Our Favourite Hummus recipe April 19, 2016
Hummus is the perfect nutritious savoury snack, and if you’re not making it yourself, you’re really missing a trick!
Hummus is prepared within a matter of moments, especially if you use tinned chickpeas instead of soaking raw ones. It’s a little cheat that we’re definitely in favour of. Just be sure to thoroughly rinse the chickpeas to remove the liquid they’re stored in, as this can alter the flavour of the hummus. (Pro Tip: the liquid from tinned chickpeas can be stored and used as an egg substitute in savoury dishes to bind together dry ingredients.)
Chickpeas are chock full of fibre and protein, and can also lower blood cholesterol, which makes this low fat snack a real winner. Tahini (a paste made from sesame seeds) is also high in iron, magnesium and calcium. This is basically a delicious creamy superfood symphony.
This whole dip can be easily prepared in a blender or food processor, but we like to start by breaking down the garlic cloves with some salt (about as much as a 7g coffee scoop will hold) until it form s a rough paste. Doing this will avoid any bitterness throughout the dip.
- 2-3 garlic cloves
- 1 coffee scoop sea salt
- 2 cans chickpeas, drained and rinsed
- 1 tbs olive oil
- 1 tbs tahini
- ½ lemon, juiced
- 2 tbs water
- Peel the garlic cloves and using the side of a flat knife, crush the cloves on a chopping board. Sprinkle over the salt and keep flattening with the knife until a rough paste is formed.
- In a blender or food processor, add the drained and rinsed tinned chickpeas, olive oil, tahini, garlic and lemon juice. Blitz until well combined, and then add water a tablespoon at a time until you achieved a smooth, creamy consistency. Taste the hummus and adjust the salt or lemon if it’s required.
- Serve in a wide shallow bowl. Top with a drizzle of olive oil and a few whole chickpeas for an authentic presentation.
Best enjoyed with some carrots sticks, or Lebanese bread toasted with a little olive oil and sumac. Yum!

• Problem set:
A) Translate into Spanish this sentence from the hummus recipe: "Doing this will avoid any bitterness throughout the dip."
B) For each statement, decide whether the hummus recipe agrees and answer yes or no, quoting the words of the recipe that settle it: (i) Tahini is a paste made from sesame seeds. (ii) The ingredient list calls for two tablespoons of tahini. (iii) The liquid from tinned chickpeas can be used in place of egg in savory dishes.
The lines that come after the hummus recipe play no part in this work.

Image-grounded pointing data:
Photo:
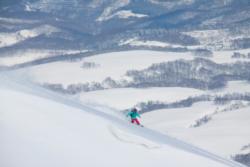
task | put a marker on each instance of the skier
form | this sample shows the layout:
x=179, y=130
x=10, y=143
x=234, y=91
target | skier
x=134, y=114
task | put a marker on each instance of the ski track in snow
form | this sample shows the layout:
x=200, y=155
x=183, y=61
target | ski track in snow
x=132, y=139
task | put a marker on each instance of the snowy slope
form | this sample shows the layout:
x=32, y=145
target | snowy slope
x=107, y=62
x=225, y=128
x=44, y=129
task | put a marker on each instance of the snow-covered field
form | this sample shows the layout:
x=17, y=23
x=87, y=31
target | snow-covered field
x=225, y=134
x=123, y=98
x=216, y=135
x=44, y=129
x=8, y=39
x=114, y=65
x=24, y=56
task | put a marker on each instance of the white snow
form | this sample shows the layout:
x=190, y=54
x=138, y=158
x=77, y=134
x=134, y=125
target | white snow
x=217, y=39
x=106, y=15
x=8, y=39
x=137, y=42
x=10, y=20
x=24, y=56
x=224, y=135
x=123, y=14
x=127, y=97
x=44, y=129
x=113, y=65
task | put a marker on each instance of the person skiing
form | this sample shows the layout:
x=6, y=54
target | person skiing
x=134, y=114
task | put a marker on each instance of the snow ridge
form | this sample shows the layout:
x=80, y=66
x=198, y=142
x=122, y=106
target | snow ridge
x=24, y=86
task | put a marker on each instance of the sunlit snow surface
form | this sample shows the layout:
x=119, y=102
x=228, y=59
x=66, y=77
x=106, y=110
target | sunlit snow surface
x=40, y=128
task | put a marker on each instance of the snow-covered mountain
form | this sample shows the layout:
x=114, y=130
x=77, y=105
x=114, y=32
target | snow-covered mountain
x=184, y=64
x=39, y=128
x=99, y=25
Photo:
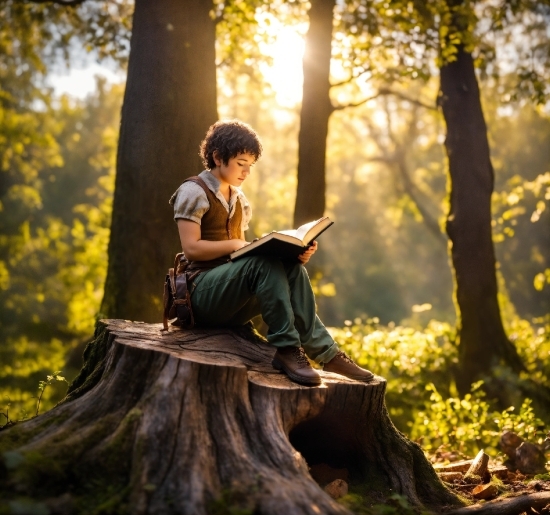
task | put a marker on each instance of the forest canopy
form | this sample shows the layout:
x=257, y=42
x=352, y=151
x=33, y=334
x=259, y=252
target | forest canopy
x=384, y=282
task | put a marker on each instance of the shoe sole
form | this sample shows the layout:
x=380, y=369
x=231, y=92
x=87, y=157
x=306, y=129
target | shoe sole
x=277, y=365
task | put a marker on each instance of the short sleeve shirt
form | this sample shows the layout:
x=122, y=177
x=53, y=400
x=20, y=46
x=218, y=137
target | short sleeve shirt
x=191, y=203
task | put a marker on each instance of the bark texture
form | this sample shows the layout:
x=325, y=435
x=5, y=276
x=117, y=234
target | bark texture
x=198, y=422
x=169, y=103
x=314, y=115
x=483, y=342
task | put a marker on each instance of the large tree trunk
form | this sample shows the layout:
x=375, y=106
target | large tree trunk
x=198, y=422
x=170, y=102
x=483, y=342
x=315, y=113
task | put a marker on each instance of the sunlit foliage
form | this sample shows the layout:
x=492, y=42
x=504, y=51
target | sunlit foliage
x=421, y=397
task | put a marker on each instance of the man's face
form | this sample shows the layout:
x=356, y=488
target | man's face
x=236, y=170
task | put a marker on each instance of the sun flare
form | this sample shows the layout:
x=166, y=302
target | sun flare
x=285, y=75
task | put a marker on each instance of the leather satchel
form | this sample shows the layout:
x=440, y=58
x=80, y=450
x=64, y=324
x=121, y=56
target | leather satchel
x=177, y=300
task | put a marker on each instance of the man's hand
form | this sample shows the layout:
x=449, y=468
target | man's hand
x=305, y=257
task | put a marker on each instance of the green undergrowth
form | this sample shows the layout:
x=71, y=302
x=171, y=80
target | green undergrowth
x=418, y=364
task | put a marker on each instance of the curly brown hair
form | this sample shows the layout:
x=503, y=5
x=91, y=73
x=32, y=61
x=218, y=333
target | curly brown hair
x=229, y=138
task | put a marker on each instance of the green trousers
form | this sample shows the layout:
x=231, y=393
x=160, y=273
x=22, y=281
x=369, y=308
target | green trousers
x=280, y=291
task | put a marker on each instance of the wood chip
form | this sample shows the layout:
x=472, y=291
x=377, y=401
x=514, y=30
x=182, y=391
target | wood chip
x=479, y=466
x=487, y=491
x=338, y=488
x=450, y=476
x=499, y=471
x=457, y=466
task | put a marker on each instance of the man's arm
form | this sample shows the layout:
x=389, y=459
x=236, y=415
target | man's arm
x=196, y=249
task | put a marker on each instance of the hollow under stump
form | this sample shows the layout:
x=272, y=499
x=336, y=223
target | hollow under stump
x=198, y=422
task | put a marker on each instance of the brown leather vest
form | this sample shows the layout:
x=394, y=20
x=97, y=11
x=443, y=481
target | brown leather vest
x=216, y=225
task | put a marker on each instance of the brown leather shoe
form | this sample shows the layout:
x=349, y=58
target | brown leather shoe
x=342, y=364
x=294, y=363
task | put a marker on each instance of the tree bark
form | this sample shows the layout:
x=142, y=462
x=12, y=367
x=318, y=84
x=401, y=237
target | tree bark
x=315, y=114
x=199, y=422
x=483, y=342
x=169, y=103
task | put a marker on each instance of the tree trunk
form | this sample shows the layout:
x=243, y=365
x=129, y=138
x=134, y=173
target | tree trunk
x=483, y=342
x=315, y=113
x=199, y=422
x=170, y=102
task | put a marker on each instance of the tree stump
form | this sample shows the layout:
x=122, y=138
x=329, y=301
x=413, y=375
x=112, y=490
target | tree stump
x=198, y=422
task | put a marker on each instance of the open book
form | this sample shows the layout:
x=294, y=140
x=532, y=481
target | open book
x=285, y=244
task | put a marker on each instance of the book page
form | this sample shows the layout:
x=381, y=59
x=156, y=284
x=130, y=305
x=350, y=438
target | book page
x=308, y=231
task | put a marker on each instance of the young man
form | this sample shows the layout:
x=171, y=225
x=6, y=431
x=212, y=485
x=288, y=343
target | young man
x=212, y=214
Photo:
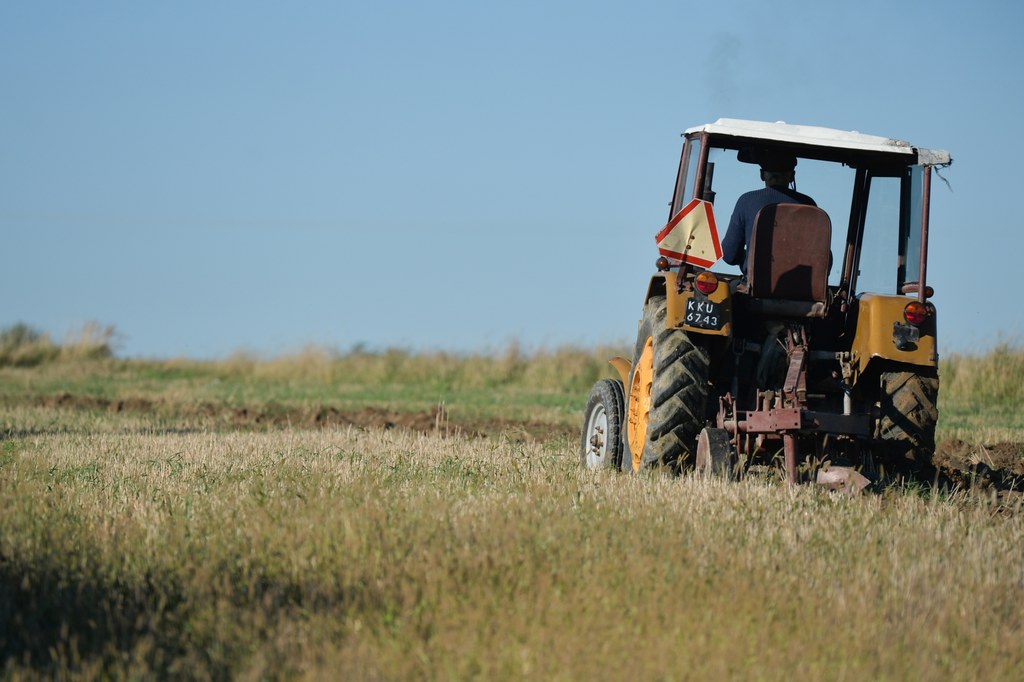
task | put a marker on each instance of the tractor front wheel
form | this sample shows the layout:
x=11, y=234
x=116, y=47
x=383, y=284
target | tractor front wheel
x=601, y=442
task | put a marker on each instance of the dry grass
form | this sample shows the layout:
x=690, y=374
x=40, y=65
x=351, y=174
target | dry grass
x=387, y=555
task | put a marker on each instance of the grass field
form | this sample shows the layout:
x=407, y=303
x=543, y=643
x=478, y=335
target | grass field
x=400, y=516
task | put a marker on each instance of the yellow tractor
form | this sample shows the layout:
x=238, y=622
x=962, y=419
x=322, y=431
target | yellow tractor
x=782, y=327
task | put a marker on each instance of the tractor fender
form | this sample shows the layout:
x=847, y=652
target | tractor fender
x=664, y=284
x=880, y=322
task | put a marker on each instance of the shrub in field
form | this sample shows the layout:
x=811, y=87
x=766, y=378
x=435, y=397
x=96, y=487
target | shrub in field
x=22, y=345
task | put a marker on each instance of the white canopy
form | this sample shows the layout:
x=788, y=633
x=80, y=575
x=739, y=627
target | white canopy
x=817, y=136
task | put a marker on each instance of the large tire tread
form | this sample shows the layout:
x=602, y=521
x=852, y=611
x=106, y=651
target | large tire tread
x=679, y=390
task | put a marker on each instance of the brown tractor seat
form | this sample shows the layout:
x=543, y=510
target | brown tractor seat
x=787, y=270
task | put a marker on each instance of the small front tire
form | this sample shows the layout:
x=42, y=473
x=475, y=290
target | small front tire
x=601, y=441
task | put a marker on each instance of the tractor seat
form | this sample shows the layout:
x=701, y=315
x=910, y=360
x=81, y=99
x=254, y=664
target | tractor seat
x=787, y=270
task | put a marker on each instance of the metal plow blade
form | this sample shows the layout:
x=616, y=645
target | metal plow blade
x=843, y=479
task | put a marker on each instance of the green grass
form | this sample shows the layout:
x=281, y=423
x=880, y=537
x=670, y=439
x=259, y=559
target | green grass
x=394, y=556
x=157, y=542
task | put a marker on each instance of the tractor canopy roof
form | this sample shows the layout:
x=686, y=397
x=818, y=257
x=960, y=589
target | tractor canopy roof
x=812, y=141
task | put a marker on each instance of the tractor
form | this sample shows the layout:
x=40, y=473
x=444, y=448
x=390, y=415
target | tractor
x=815, y=354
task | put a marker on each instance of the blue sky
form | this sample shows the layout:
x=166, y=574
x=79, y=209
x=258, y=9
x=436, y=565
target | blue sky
x=214, y=176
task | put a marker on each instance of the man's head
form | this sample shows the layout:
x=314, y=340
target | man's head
x=777, y=169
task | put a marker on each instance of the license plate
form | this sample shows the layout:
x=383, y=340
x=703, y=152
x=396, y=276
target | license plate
x=702, y=313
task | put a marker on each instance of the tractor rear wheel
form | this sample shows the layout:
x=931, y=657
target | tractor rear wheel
x=908, y=403
x=667, y=395
x=601, y=442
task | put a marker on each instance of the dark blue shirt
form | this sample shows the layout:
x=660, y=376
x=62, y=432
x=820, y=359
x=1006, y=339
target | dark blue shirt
x=741, y=224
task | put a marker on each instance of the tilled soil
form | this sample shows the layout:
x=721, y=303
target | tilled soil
x=275, y=416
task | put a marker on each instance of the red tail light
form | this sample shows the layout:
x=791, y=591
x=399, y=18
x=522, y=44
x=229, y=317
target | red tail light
x=915, y=312
x=706, y=283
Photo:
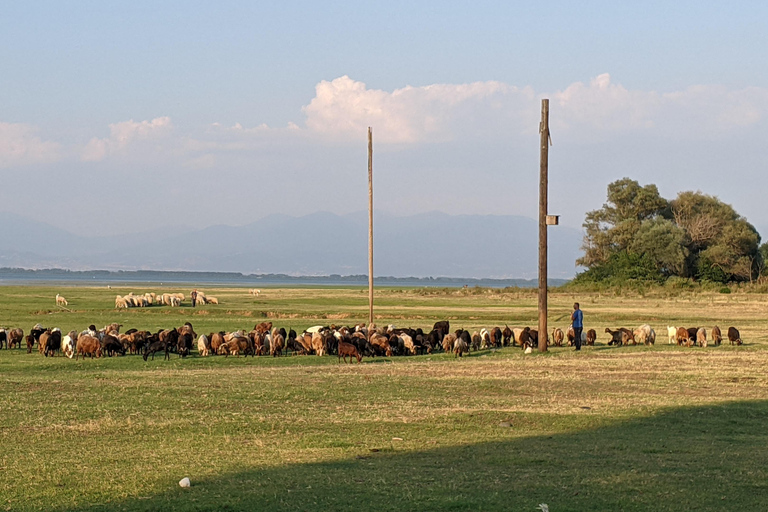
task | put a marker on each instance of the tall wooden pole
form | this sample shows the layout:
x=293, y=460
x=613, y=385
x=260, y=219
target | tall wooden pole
x=370, y=226
x=543, y=199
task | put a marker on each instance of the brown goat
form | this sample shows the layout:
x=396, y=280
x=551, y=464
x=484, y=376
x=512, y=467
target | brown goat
x=14, y=337
x=277, y=345
x=347, y=349
x=380, y=344
x=717, y=336
x=557, y=336
x=683, y=337
x=88, y=346
x=734, y=336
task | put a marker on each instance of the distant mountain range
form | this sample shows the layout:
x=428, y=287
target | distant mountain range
x=430, y=244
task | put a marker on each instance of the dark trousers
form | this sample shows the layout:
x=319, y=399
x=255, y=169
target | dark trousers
x=577, y=333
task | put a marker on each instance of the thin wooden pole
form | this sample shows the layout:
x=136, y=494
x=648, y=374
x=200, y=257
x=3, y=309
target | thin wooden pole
x=543, y=199
x=370, y=225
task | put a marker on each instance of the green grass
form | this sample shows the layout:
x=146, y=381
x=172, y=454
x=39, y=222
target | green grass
x=633, y=428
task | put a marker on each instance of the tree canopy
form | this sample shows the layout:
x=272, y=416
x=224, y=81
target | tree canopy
x=640, y=235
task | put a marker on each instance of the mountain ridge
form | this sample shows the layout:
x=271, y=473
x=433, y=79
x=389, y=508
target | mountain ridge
x=322, y=243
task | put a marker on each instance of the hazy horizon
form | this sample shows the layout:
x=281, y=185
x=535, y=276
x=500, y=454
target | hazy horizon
x=140, y=117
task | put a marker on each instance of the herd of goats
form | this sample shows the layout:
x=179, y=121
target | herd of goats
x=354, y=342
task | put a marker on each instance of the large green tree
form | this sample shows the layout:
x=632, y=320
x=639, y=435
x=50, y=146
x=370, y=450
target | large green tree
x=694, y=235
x=613, y=228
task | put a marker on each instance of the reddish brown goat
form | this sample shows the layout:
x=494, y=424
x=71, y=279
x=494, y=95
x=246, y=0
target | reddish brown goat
x=683, y=337
x=88, y=345
x=347, y=349
x=14, y=338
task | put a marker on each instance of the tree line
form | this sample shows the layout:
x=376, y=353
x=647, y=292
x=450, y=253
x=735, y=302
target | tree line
x=638, y=234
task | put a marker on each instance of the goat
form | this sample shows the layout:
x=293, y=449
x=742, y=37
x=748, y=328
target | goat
x=701, y=337
x=557, y=336
x=734, y=336
x=88, y=346
x=717, y=336
x=348, y=349
x=671, y=335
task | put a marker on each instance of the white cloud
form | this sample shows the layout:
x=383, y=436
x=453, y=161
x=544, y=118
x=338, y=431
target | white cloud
x=206, y=161
x=20, y=145
x=123, y=134
x=343, y=108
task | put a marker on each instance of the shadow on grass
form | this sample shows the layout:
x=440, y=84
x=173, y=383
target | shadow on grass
x=692, y=458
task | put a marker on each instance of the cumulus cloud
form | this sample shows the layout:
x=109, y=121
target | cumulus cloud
x=121, y=135
x=20, y=145
x=344, y=108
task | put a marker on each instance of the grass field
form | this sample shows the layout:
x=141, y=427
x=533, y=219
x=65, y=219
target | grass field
x=629, y=428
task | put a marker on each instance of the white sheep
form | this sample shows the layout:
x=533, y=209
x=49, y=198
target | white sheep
x=671, y=335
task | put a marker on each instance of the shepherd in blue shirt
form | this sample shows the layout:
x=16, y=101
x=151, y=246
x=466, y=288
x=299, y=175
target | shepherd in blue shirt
x=577, y=319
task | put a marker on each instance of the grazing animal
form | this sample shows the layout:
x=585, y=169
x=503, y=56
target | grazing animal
x=217, y=339
x=496, y=337
x=88, y=346
x=717, y=336
x=643, y=334
x=348, y=349
x=476, y=341
x=630, y=336
x=69, y=344
x=408, y=345
x=671, y=335
x=460, y=347
x=203, y=345
x=14, y=338
x=278, y=343
x=558, y=336
x=570, y=333
x=516, y=332
x=444, y=326
x=112, y=346
x=734, y=336
x=701, y=337
x=507, y=336
x=617, y=337
x=526, y=338
x=448, y=341
x=318, y=343
x=485, y=338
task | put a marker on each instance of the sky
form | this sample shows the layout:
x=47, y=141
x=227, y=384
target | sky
x=120, y=117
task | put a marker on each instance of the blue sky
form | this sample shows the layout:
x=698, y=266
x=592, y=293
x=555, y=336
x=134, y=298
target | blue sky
x=198, y=101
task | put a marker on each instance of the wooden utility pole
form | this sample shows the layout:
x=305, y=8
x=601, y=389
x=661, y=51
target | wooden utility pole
x=370, y=226
x=543, y=199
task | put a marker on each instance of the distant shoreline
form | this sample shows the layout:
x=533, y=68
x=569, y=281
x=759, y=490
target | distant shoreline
x=20, y=276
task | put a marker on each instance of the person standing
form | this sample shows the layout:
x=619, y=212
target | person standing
x=577, y=322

• Answers for the tasks:
A) Hacer esto evitará cualquier amargor en toda la salsa.

B)
(i) Yes: "Tahini (a paste made from sesame seeds)"
(ii) No: "1 tbs tahini"
(iii) Yes: "the liquid from tinned chickpeas can be stored and used as an egg substitute in savoury dishes"